● MATERIAL SHOWN:
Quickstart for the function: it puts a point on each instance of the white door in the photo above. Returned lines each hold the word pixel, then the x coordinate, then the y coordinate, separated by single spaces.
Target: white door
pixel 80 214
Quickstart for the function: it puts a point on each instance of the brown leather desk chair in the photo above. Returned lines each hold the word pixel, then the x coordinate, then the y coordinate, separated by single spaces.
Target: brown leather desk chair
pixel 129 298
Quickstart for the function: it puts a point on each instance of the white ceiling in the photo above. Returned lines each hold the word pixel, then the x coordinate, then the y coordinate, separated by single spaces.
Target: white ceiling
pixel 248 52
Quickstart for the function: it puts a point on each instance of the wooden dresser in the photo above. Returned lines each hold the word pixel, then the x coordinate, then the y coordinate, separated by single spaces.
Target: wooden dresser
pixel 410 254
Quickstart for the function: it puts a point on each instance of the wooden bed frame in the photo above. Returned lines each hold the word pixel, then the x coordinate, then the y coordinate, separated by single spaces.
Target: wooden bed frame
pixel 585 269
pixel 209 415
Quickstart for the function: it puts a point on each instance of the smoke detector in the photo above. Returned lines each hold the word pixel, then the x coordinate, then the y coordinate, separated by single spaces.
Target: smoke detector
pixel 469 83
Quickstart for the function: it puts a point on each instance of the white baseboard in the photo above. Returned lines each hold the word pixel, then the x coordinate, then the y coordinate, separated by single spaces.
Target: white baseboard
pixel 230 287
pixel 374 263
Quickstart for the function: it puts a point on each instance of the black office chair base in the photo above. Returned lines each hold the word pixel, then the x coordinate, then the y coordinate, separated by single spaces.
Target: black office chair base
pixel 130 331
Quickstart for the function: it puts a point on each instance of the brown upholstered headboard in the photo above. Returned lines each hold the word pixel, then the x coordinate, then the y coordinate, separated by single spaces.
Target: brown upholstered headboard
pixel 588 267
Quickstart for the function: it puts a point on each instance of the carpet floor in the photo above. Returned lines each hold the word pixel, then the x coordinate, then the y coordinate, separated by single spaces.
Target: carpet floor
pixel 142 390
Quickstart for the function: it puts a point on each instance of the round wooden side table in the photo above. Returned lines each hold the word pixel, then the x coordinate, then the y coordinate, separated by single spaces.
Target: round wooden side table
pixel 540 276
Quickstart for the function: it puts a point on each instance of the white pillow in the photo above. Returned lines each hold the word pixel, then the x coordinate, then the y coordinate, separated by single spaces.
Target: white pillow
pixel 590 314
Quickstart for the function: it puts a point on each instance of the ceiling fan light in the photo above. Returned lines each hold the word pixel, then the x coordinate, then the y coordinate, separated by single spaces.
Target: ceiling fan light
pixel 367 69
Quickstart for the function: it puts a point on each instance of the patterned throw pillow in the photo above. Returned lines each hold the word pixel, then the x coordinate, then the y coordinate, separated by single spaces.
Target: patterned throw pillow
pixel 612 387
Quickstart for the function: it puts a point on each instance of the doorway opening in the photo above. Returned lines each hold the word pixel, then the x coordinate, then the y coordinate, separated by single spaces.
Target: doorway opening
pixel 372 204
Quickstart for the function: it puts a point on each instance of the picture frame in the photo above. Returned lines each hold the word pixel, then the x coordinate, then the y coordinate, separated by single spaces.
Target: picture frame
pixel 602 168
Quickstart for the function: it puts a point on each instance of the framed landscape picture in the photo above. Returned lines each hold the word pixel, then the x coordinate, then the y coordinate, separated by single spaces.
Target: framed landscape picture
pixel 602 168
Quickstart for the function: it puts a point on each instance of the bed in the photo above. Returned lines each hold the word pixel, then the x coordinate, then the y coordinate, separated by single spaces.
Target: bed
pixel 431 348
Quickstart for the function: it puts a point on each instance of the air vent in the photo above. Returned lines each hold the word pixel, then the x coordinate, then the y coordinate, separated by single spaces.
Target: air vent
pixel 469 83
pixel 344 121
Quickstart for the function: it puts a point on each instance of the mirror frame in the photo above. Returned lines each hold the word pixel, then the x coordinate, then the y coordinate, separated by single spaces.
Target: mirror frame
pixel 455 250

● TASK DESCRIPTION:
Transcribe the full listing. Change nothing.

● FINISHED EXERCISE:
Quickstart for the function: it puts a point on each instance of the white door in the photo above. Returned lines each hold the word pixel, then the x coordinate, then the y coordinate, separated by single spaces.
Target: white door
pixel 80 214
Quickstart for the function: it puts a point on each instance of the brown leather desk chair in the photo above. Returned lines each hold the word pixel, then the x coordinate, then the y coordinate, separated by single spaces.
Target: brown leather desk chair
pixel 129 298
Quickstart for the function: it puts a point on each instance of the white ceiling in the photo above. Returned lines each hold the word pixel, then the x coordinate, then the y coordinate, separated by single spaces.
Target: white ceiling
pixel 248 52
Quickstart for the function: it puts a point on each instance of the wooden dresser in the photo above. Returned lines each hold the word pixel, then the x coordinate, then the y coordinate, separated by single spaces.
Target: wooden dresser
pixel 410 254
Quickstart for the function: it puts a point on each instance of the wooden bed frame in the photo above. Returned lines each hold the word pixel, then the x coordinate, then the y coordinate, separated by single spaces.
Target: wooden bed frame
pixel 585 269
pixel 209 415
Quickstart for the function: it puts a point on each instance of the smoke detector in the photo above. Returned lines each hold the word pixel, then the x coordinate, then the y coordinate, separated by single spaces.
Target: smoke detector
pixel 469 83
Quickstart for the function: it puts a point on each instance of the white baseboard in the photo above. Returned lines each hold the word pixel, then the x coordinate, then the y coordinate, separated by single spaces.
Target: white baseboard
pixel 230 287
pixel 374 263
Quickstart for the function: it puts a point on each instance of the black office chair base in the photo above. Returned lines each hold the word pixel, then the x coordinate, then the y coordinate, separated by single spaces.
Target: black office chair base
pixel 130 331
Quickstart for the function: it puts a point on each instance of the brown upholstered headboard in the photo above. Returned lines each hold the word pixel, then the x coordinate, then the y coordinate, separated by single spaces.
Target: brown upholstered headboard
pixel 588 267
Quickstart for the function: it puts a point on each instance of the carpet floor in the photo above. Returned lines each hold the word pixel, then the x coordinate, then the y coordinate, separated by single spaces.
Target: carpet floor
pixel 142 390
Quickstart for the function: it puts a point on each instance of the round wooden side table in the photo above. Returned lines each hold the word pixel, then the x coordinate, then the y coordinate, separated by single spaces.
Target: round wooden side table
pixel 540 276
Quickstart for the function: it puts a point on each instance of the white pillow in the photo above. Returned lines each hold the word pixel, then the x coordinate, then the y coordinate, separated by single spaces.
Target: white pillow
pixel 590 314
Quickstart for the function: it puts a point on each instance of the ceiling fan light in the photo above. Returned lines each hold the word pixel, then the x coordinate, then the y coordinate, separated by single spaces.
Target: ceiling fan light
pixel 367 69
Quickstart for the function: it puts a point on each instance of the patterned throw pillow in the photo above. Returned lines each hold the word pixel, then the x coordinate, then the y coordinate, separated by single spaces.
Target: patterned throw pillow
pixel 612 387
Quickstart for the function: it puts a point on each instance of the doorway opening in the photo above. Returned lines each hold the word pixel, then the x coordinate, then the y coordinate, separated by single spaces.
Target: doorway opening
pixel 372 204
Quickstart for the function: it puts a point on each instance of the picture frame in the photo above. Returned lines each hold the word pixel, then the x coordinate, then the y coordinate, separated by single spaces.
Target: picture frame
pixel 602 168
Quickstart for the function: it puts a point on each instance of the framed landscape picture in the photo above. Returned lines each hold the word pixel, then the x coordinate, then the y coordinate, separated by single spaces.
Target: framed landscape picture
pixel 602 168
Quickstart for the function: it puts a point on each instance of the bed in the photo above. Returned lines each hold the word pixel, then the x coordinate, then the y coordinate, separated by single spaces.
Target: bed
pixel 431 348
Quickstart for the function: it puts a point on each instance of the air vent in the photo above. Returned lines each hold the word pixel, then the x coordinate, then the y coordinate, separated by single spaces.
Target: air vent
pixel 469 83
pixel 344 121
Quickstart for the function: it puts a point on each instance of the mirror frame in the photo above. Returned lines each hold the word pixel, then the x coordinate, then the y coordinate, separated by single spaces.
Target: mirror frame
pixel 455 250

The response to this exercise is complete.